• QUOTED PASSAGE:
○ ○ ○ ○ ○ ○ ○

Voss is an unincorporated community in Coleman County, Texas, United States. It lies on Farm to Market Road 503 in the southwestern corner of the county, and as of the 2000 Census, had an estimated population of 20.

==History==
Voss originally served as the headquarters for the Leaday Ranch. The community was subsequently named for the superintendent who filed paperwork for a post office. In 1904, the community had a variety of businesses, including three stores, two hotels, a blacksmith shop, a barbershop, and a gin alongside the post office. It then had six businesses serving 120 residents in 1946, but the population soon plummeted to 20 in 1980 with the post office remaining open. The population remained at 20 in 2000.

The community also had a horse shodding business and a Red & White food store is one of the businesses in the community.

==Geography==
Voss is located on Farm to Market Road 503 in southwestern Coleman County. It is also on Farm to Market Road 1929. On December 1, 1957, FM 2134 was extended northeastward across the Colorado River to the community. Three Works Progress Administration bridges, as well as Leaday Crossing, also traveled through Voss.

○ ○ ○ ○ ○ ○ ○

• MATERIAL SHOWN:
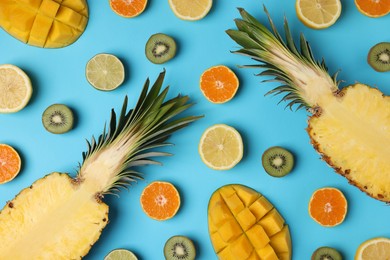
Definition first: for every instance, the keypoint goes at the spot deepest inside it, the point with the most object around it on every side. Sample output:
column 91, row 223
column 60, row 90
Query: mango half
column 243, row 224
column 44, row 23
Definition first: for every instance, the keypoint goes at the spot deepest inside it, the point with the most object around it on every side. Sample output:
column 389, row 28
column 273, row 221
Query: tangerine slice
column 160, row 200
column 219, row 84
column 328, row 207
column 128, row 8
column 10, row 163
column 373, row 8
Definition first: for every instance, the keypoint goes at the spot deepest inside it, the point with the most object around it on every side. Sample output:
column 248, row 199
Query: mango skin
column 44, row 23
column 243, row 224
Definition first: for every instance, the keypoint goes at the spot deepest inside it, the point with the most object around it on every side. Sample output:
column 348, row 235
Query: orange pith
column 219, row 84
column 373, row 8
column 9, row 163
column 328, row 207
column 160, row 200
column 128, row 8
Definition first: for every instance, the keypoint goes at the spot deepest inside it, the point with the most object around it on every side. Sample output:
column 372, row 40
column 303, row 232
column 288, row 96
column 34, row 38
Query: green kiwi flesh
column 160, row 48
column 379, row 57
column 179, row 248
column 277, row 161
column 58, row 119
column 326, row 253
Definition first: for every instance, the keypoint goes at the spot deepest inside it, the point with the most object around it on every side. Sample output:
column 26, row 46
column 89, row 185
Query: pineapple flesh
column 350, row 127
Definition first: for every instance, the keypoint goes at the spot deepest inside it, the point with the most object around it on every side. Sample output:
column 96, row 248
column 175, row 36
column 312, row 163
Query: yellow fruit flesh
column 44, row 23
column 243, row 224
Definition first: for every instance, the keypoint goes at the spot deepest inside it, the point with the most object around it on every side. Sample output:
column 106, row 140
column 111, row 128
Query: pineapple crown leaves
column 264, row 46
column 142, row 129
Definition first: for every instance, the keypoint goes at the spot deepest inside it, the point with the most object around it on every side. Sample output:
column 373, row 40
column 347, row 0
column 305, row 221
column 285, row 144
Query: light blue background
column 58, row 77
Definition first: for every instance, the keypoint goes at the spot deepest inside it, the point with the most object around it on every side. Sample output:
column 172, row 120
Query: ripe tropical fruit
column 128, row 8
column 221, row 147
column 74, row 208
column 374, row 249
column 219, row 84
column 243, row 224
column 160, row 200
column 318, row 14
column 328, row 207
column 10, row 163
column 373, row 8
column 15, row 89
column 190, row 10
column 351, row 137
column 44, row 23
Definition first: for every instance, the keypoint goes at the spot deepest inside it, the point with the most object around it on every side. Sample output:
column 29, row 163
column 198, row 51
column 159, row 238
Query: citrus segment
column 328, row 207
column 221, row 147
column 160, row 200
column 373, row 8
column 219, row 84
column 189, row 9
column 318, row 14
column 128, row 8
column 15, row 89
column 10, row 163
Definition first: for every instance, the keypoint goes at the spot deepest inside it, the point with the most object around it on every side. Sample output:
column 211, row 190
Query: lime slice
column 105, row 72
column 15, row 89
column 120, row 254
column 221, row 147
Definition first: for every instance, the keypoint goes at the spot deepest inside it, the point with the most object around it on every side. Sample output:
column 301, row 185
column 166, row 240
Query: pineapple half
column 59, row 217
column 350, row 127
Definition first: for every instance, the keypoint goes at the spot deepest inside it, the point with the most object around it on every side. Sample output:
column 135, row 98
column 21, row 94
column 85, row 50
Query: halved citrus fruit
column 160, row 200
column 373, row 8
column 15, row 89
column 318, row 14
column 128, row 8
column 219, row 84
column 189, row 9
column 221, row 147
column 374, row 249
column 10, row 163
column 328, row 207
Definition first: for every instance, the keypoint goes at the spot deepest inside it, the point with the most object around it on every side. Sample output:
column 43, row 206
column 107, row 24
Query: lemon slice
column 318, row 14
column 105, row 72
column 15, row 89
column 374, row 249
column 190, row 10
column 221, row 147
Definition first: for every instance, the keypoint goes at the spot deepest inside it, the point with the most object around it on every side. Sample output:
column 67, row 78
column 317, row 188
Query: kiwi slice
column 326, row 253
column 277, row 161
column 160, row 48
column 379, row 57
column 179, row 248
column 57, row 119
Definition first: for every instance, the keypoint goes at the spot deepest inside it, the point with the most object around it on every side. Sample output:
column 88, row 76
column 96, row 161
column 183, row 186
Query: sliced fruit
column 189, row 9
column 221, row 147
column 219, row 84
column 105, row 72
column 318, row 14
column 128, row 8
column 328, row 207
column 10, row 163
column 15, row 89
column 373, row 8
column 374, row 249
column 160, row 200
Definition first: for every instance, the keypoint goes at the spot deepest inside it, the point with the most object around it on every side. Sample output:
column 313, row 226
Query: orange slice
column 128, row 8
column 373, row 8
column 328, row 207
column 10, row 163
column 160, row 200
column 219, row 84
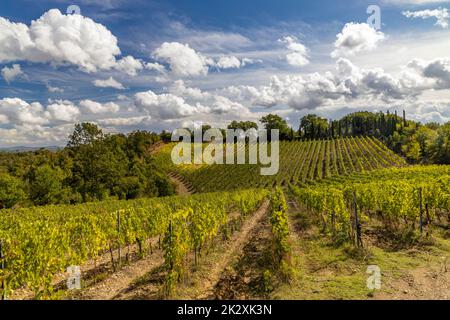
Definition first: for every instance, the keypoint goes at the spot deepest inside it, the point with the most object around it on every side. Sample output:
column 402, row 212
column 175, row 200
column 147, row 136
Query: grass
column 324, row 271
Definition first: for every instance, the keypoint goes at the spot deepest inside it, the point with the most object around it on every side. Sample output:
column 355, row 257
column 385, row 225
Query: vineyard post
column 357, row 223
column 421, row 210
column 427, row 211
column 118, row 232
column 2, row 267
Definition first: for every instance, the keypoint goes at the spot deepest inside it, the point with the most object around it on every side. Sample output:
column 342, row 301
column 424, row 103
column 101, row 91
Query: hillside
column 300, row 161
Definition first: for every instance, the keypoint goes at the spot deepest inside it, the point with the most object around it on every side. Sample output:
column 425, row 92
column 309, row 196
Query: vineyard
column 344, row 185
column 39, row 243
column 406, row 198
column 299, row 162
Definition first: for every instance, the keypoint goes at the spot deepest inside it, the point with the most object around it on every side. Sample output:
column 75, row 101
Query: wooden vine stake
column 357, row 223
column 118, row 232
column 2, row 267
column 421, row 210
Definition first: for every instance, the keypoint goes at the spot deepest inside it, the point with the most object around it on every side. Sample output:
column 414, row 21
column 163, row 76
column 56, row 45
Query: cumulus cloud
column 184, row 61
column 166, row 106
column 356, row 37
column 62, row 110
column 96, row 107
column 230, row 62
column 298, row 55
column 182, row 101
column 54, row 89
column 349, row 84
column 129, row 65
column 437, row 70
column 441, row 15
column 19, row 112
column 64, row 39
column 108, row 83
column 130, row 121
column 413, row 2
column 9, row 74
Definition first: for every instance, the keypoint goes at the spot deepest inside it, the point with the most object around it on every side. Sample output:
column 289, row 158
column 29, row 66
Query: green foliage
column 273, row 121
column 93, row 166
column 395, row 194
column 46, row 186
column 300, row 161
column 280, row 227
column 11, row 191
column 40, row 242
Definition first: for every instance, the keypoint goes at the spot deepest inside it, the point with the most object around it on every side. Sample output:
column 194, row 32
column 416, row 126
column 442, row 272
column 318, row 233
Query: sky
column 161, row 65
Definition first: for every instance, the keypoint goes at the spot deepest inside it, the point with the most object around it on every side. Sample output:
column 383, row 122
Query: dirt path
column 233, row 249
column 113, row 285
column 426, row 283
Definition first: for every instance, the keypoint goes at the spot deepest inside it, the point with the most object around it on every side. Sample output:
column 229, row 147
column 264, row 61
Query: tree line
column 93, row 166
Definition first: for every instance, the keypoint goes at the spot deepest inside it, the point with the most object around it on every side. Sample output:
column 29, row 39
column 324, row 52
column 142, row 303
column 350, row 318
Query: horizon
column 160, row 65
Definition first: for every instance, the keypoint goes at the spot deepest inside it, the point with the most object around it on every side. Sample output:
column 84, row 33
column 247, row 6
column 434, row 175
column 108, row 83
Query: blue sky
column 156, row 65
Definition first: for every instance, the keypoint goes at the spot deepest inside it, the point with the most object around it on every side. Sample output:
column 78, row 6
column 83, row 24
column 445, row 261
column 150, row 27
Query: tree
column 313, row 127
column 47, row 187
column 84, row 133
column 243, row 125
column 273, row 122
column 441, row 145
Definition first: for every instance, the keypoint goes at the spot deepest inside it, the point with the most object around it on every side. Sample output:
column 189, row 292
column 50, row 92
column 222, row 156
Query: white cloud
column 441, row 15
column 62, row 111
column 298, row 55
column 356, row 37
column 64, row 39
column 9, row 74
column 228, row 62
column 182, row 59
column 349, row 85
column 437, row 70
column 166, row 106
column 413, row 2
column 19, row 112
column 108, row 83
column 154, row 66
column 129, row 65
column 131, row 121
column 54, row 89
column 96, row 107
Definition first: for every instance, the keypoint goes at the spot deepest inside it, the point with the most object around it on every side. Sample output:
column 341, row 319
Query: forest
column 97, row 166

○ ○ ○ ○ ○ ○ ○

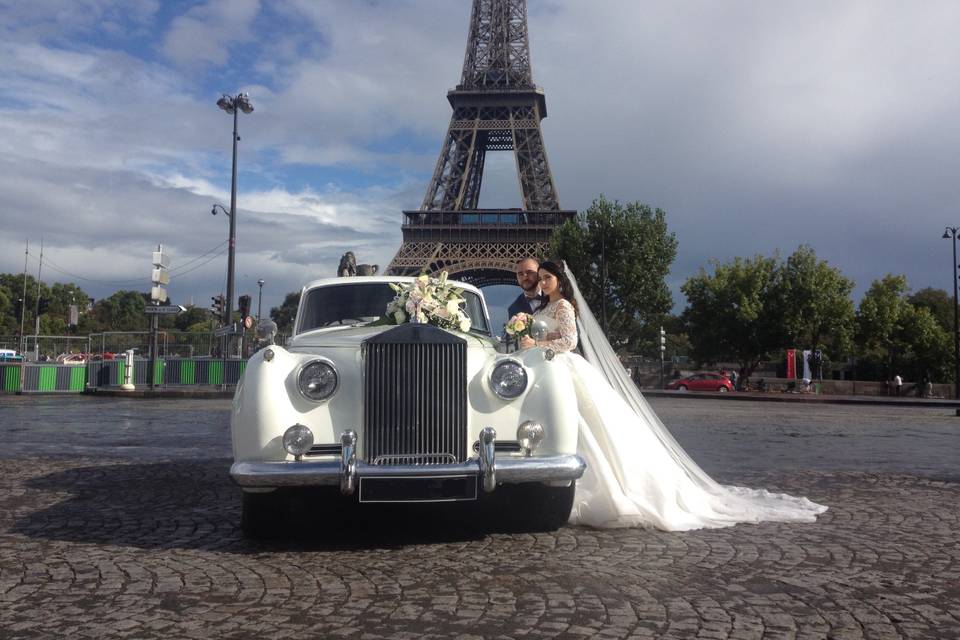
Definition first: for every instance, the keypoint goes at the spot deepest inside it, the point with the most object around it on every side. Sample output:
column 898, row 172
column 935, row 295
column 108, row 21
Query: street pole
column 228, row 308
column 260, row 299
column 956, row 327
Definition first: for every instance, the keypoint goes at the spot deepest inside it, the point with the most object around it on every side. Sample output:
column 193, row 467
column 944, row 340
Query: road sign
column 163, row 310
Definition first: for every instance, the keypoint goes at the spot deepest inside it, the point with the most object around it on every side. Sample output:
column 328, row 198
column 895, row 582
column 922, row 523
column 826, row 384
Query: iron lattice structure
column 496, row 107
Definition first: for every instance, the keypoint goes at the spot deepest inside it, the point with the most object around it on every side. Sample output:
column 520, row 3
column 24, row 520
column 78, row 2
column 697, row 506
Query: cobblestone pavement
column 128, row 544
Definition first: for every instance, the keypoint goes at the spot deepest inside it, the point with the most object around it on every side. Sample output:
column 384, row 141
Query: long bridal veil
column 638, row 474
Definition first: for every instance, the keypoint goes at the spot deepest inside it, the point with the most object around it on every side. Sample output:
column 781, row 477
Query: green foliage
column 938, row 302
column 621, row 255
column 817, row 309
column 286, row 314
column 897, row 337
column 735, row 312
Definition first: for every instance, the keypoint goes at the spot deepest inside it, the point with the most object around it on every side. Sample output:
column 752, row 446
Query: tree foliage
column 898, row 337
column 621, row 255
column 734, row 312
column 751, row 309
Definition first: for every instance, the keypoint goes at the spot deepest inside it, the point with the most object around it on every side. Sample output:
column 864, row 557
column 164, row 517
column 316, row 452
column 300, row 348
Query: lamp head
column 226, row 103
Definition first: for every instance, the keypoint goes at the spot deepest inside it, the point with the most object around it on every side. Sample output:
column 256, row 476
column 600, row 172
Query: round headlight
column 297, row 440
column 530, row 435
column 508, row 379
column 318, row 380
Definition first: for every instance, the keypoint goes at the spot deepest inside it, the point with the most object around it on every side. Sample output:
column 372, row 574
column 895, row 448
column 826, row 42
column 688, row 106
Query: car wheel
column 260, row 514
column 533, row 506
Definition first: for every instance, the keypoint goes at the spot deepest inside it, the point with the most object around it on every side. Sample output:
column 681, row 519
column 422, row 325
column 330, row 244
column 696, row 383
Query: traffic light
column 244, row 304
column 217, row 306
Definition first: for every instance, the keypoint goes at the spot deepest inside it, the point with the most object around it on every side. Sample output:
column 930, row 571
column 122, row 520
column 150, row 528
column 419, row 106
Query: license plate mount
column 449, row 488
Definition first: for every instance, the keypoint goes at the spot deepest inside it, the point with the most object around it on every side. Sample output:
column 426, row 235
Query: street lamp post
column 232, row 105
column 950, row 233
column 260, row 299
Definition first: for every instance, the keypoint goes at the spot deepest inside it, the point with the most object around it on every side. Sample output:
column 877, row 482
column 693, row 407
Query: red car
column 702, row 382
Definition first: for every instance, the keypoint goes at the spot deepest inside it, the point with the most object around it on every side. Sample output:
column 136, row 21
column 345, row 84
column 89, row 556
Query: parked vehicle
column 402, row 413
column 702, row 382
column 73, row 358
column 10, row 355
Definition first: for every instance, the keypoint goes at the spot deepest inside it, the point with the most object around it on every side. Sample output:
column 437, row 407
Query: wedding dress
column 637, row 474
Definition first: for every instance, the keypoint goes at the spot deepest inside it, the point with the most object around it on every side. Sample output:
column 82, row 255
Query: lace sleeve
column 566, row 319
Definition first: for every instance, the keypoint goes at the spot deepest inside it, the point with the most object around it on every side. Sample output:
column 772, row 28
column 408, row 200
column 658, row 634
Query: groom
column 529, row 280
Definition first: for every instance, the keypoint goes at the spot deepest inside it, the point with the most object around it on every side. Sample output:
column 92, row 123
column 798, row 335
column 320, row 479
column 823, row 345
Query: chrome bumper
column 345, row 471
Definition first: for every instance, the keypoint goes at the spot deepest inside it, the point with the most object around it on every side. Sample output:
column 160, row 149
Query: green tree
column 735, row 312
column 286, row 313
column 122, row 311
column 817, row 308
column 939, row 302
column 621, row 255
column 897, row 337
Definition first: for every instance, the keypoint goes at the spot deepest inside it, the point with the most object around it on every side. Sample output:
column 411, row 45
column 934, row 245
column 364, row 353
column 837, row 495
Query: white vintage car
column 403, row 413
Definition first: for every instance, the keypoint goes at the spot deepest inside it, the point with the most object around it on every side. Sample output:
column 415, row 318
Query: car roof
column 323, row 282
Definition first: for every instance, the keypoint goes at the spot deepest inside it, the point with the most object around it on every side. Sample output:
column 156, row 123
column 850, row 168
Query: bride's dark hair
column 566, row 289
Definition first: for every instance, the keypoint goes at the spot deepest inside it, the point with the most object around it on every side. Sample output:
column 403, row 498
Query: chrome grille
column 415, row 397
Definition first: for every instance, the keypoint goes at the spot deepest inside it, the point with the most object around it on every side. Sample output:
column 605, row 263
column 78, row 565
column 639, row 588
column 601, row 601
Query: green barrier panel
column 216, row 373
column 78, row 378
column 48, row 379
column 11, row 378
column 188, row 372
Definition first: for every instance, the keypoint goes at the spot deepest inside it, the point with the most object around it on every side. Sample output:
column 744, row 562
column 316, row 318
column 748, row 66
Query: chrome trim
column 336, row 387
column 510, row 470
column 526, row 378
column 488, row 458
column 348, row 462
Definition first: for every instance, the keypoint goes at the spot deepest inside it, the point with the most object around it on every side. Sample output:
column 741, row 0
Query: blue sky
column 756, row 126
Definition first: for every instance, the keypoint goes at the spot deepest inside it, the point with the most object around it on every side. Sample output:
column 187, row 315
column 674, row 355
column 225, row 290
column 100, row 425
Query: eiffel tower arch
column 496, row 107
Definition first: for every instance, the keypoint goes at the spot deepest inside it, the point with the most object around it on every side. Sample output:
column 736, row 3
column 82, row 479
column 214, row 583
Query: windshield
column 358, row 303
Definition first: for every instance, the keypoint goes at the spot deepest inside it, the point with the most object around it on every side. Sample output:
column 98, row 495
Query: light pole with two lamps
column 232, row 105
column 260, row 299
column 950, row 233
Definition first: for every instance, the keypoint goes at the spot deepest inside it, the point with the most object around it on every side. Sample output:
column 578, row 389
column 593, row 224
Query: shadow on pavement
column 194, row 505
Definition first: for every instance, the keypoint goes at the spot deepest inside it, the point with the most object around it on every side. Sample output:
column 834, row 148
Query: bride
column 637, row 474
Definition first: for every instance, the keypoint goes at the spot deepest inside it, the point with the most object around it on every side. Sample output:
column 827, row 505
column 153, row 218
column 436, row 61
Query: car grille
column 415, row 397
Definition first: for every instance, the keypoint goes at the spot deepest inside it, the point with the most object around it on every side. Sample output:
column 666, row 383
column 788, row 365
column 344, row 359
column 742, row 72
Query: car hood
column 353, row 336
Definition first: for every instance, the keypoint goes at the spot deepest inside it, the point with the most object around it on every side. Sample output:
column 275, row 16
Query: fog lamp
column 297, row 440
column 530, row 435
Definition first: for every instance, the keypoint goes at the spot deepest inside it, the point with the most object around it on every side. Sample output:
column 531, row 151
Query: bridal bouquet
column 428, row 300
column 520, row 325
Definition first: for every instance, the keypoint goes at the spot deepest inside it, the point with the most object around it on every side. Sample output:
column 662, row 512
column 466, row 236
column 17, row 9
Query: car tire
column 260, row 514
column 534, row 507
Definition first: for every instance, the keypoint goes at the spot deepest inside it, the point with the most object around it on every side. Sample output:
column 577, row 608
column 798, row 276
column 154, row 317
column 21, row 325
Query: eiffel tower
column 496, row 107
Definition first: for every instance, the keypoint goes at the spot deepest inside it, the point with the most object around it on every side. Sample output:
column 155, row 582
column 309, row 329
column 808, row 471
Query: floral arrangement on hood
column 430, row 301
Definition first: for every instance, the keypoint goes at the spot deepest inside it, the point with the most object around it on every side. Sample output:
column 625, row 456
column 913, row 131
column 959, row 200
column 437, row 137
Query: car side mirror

○ ○ ○ ○ ○ ○ ○

• TASK LIST:
- a) Please list every road the text about Voss names, using the names it gives them.
- b) Extend the text about Voss, picking up after its final sentence.
The records play no part in what is asked here.

• ANSWERS BELOW:
- a)
- Farm to Market Road 503
- Farm to Market Road 1929
- FM 2134

- b)
==Climate==
The climate in this area is characterized by hot, humid summers and generally mild to cool winters. According to the Köppen climate classification system, Voss has a humid subtropical climate, abbreviated Cfa on climate maps.

==Education==
Voss had its own school in 1904. Voss is served by the Panther Creek Consolidated Independent School District. It was originally served by the Talpa Centennial Independent School District before it merged into Panther Creek.

==Notable person==
- Bob Turner, a member of the Texas House of Representatives.